Text:
= = =
A business and commerce graduate from the University of Queensland, April is CEO of LendMyTrend, with her brother Aaron Booij, who’s studying a Bachelor of Commerce / Psychology at Deakin.
The two started their business in 2017, with a peer-to-peer model of hiring out clothes, but discovered the quality of items varied too much.
“We need to be reliable, if people are going to rent clothing for special events,” April explained, “so we approached quality boutiques and we now have over 1800 listings, with 30 partner boutiques, and we hire out about 15 to 20 gowns each week.”
April has found SPARK Deakin extremely helpful in developing the business.
“The space has been awesome, and it provides a community we can tap into,” she said. “The mentors gave us suggestions for pricing and access to contacts. We’ve found that when we’re at a pain point, with their help, in a few days we’ve found a solution, and we’re implementing it the week after.”
April also has some advice for other entrepreneurs.
“Jump in and give it a go. When you’re deciding if your business will be successful, one of the biggest questions you need to ask is ‘What problem are you solving?’”
Treiner: soccer coach hire
The SPARK Deakin accelerator has helped James Muir achieve his start-up dream. Combining his soccer and business experience, Treiner.com.au is the Airbnb equivalent of soccer coach hire, allowing customers to find, compare, rate and book a coaching service, whenever and wherever they want.
James has a Bachelor of Business (Sports Management) from Deakin University. He has worked in the sporting industry for 15 years as a soccer coach with the likes of the National Premier League, as well as working as a coaching development manager for Football NSW. He’s also been involved with tertiary education teaching in Sport Development.
He and co-founder Kogulan Sabaratnam, who has a Master’s Degree in Education from the Australian Catholic University, have worked together for five years. At SPARK Deakin they have been mentored by former Deakin student, Saba Karim, and Deakin alumnus Joel Pennington, an expatriate Australian from the United States, who has assisted multiple start-ups.
“We’ve started with soccer as we have very good networks,” said James, “but there has been interest from other sports and this gives us a model that will work well with other sports.”
James’ and Kogulan’s previous coaching business began in Melbourne with a database of about 30 coaches. It quickly expanded. Now, Treiner.com has 1800 coaches in their database, and they have had 2000 bookings to date. Coaches receive between $40 and $100 an hour, with the business taking a 10 per cent marketplace fee from each job.
The Australian coaching market has 1.9 million players, with 300,000 regulated coaches available across Australia. In Victoria, an estimated $50 million per year is spent on private training.
“People are time poor and have more disposable income, and there are higher standards in sport,” said James. “This concept has really good potential.”
The business allows individuals, clubs and schools to hire a soccer coach in every state except the Northern Territory. Coaches need to provide a Working with Children Check, a CV and referees.
The service, launched in October 2017, is now fully integrated, with social media and banking details, for easy payment. Within two years, the two expect to have 10,000 users, at which point they will begin developing a mobile app. They hope to achieve an average of about 1000 bookings a week, with 2000-3000 coaches on the database.
The $10,000 they received in funding from SPARK Deakin was used to enhance their IT platform.
“The accelerator has been intensive,” said James. “It’s given us a lot of direction. We were not originally tech people, but we have learnt a lot about digital marketing on the way.”
= = =
Dataset content:
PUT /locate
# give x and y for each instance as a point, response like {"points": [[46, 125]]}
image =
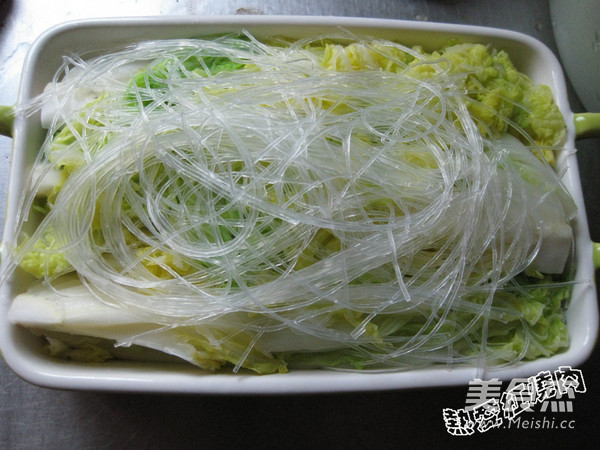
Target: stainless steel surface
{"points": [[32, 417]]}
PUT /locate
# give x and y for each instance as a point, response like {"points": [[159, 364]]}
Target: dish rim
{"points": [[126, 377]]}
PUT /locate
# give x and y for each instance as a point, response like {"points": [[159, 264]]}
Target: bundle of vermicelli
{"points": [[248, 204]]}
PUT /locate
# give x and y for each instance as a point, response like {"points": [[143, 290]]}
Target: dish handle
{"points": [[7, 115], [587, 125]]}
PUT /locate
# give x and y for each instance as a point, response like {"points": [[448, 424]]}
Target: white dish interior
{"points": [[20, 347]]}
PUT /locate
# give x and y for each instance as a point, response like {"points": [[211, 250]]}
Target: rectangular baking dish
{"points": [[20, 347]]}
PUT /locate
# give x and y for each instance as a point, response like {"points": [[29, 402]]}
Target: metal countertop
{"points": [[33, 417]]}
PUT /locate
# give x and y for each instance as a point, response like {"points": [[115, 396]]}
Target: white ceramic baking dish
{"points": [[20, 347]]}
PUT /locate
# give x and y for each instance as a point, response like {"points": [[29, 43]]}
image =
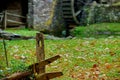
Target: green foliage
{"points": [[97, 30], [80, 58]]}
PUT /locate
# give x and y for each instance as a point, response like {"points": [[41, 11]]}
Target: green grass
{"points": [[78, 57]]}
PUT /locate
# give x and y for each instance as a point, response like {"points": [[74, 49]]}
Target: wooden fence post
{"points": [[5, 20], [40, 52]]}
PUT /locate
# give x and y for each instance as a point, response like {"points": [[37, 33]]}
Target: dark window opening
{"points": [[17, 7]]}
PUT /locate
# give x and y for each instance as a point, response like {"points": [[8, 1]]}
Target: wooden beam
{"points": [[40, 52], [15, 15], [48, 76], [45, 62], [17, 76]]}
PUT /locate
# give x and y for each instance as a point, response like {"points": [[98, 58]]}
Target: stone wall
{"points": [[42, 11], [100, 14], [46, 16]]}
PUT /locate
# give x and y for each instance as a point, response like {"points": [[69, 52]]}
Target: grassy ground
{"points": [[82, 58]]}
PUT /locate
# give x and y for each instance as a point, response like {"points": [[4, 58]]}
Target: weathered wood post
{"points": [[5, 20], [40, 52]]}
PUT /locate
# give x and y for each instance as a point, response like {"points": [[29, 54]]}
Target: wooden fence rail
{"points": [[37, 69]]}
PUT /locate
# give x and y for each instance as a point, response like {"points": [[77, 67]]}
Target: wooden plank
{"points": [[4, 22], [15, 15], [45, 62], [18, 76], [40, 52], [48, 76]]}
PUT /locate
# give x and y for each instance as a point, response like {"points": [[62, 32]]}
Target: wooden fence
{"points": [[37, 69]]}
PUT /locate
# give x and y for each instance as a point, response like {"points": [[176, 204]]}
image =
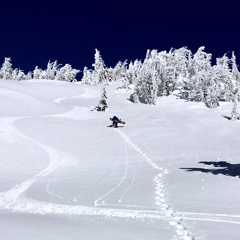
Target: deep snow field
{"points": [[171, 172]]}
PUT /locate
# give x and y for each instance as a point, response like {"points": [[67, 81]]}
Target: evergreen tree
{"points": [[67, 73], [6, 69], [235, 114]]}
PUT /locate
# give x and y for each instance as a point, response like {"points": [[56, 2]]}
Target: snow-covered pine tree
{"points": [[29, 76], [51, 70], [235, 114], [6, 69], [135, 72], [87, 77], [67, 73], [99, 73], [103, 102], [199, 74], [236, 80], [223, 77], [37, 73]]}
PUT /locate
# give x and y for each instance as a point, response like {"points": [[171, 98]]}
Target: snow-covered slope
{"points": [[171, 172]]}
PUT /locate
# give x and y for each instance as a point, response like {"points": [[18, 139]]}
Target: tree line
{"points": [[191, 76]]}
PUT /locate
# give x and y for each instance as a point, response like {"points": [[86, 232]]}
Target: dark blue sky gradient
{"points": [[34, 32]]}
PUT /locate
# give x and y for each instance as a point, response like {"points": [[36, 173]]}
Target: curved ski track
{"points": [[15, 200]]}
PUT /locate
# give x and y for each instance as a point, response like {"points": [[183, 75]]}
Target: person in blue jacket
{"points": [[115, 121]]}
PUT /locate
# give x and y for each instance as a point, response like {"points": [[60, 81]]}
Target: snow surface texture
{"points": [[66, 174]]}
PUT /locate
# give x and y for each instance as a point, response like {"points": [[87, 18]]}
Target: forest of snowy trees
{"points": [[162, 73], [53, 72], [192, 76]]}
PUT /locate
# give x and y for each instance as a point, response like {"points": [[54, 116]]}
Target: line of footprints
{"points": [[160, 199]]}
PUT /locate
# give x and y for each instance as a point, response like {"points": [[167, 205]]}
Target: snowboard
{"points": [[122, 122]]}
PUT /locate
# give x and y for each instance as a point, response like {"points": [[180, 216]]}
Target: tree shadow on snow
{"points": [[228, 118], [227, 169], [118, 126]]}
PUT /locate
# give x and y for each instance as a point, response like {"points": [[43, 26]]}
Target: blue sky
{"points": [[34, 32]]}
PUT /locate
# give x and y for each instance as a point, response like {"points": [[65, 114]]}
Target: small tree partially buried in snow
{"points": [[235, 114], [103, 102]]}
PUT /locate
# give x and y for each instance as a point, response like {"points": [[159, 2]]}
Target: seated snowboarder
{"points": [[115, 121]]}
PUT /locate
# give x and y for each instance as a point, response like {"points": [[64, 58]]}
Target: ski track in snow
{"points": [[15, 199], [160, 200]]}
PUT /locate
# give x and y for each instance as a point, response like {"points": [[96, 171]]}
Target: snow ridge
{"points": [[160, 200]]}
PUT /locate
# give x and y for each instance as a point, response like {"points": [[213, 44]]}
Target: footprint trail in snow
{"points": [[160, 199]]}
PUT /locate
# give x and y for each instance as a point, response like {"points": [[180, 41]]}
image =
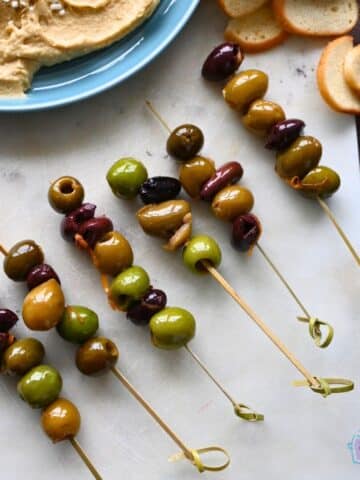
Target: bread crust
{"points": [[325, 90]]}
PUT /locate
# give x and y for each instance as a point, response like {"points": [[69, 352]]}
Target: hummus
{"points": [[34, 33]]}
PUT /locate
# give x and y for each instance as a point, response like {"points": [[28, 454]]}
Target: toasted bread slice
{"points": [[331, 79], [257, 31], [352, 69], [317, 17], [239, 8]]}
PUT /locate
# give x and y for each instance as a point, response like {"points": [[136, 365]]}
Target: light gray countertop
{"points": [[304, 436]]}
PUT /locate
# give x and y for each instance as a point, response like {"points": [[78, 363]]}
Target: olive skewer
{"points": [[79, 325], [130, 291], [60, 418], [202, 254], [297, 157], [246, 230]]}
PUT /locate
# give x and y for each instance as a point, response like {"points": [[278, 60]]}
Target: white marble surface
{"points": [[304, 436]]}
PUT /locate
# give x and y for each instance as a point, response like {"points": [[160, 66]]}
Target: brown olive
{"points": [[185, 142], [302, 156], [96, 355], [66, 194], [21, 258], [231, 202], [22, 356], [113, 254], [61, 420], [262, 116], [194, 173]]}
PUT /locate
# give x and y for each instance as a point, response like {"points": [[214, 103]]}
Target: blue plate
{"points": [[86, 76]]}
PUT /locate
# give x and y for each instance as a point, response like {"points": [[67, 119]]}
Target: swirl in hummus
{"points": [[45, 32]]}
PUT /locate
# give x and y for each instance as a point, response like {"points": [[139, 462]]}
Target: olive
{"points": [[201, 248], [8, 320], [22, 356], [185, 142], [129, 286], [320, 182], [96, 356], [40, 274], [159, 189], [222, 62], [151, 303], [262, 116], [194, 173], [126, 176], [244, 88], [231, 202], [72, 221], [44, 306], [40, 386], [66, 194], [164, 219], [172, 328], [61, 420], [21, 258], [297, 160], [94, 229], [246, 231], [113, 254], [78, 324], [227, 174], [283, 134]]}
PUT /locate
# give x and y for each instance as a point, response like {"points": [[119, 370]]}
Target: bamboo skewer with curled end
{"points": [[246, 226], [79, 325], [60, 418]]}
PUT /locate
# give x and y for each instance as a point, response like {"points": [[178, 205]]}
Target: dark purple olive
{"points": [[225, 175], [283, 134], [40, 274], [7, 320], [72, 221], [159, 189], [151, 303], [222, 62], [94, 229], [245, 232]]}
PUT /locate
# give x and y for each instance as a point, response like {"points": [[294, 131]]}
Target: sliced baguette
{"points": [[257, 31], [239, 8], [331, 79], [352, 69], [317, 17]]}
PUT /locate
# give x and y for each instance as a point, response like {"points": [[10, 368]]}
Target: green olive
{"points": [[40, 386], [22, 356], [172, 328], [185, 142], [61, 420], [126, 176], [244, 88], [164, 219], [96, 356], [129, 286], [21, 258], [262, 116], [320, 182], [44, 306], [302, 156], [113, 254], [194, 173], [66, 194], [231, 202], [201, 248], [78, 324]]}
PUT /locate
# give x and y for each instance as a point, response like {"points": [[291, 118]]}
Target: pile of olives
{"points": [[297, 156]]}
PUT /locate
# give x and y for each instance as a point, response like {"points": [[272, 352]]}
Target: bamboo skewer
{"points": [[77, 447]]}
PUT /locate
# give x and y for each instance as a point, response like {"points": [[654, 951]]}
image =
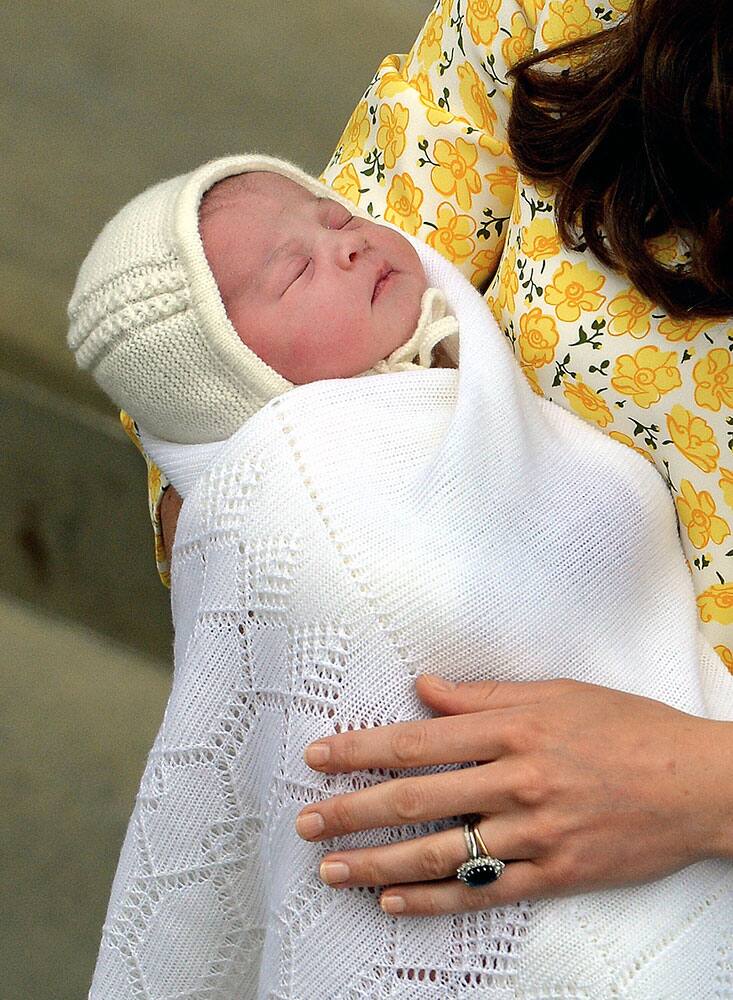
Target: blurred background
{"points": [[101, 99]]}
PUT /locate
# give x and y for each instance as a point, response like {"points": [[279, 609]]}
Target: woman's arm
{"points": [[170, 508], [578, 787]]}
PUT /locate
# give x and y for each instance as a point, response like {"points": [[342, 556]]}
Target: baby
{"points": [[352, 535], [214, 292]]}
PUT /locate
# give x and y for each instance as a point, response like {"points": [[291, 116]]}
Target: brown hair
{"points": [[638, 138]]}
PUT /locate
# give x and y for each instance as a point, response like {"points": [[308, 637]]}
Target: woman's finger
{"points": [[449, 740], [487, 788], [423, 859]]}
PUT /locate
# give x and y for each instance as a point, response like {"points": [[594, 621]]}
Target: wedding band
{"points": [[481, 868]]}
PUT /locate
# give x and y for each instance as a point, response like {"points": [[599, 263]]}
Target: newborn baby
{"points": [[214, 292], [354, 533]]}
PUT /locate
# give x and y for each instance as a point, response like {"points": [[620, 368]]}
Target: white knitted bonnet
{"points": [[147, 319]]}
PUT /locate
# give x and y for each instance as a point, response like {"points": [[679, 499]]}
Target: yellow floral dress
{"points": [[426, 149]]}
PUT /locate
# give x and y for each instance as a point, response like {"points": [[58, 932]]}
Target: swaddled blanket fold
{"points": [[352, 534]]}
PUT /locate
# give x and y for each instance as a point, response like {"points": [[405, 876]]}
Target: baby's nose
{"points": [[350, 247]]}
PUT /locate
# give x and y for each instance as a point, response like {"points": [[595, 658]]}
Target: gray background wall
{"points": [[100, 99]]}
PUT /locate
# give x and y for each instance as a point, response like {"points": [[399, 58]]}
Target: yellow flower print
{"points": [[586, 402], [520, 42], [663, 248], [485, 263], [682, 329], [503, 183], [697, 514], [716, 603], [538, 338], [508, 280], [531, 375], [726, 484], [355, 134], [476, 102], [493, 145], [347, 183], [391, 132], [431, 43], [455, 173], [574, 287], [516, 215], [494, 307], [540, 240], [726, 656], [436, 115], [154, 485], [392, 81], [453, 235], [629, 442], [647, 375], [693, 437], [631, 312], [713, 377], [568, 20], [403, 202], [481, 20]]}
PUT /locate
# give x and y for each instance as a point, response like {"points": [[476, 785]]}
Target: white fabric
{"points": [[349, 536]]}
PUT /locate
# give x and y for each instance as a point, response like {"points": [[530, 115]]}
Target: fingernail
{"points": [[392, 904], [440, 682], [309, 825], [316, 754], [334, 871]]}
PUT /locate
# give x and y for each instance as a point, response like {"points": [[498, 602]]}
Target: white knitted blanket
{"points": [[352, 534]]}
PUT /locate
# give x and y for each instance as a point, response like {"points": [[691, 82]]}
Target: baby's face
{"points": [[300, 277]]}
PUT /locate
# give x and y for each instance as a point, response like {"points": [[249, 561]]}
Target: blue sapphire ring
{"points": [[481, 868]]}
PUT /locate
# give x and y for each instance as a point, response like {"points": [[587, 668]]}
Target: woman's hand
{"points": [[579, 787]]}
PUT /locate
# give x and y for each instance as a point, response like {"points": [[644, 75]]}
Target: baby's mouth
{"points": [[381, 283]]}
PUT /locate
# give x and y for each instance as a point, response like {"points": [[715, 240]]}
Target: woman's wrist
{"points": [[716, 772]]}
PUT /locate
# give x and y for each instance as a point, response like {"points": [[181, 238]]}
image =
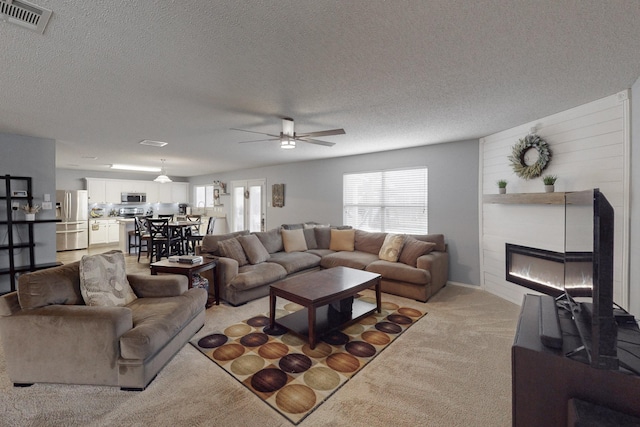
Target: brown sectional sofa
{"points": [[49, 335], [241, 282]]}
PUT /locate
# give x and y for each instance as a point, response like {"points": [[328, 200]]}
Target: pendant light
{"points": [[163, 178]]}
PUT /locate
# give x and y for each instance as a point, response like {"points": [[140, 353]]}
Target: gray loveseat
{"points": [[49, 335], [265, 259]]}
= = =
Problem to work on: Using the text about the SPARK Deakin start-ups, decide whether each statement agrees with it, answering yes or no and quoting the words that settle it. 1. LendMyTrend first hired out clothes on a peer-to-peer model. 2. Treiner lets clubs hire a soccer coach in the Northern Territory. 3. The funding from SPARK Deakin went toward the IT platform. The records are separate material with no connection to the text about the SPARK Deakin start-ups.

Written reply:
1. Yes: "The two started their business in 2017, with a peer-to-peer model of hiring out clothes"
2. No: "in every state except the Northern Territory"
3. Yes: "The $10,000 they received in funding from SPARK Deakin was used to enhance their IT platform."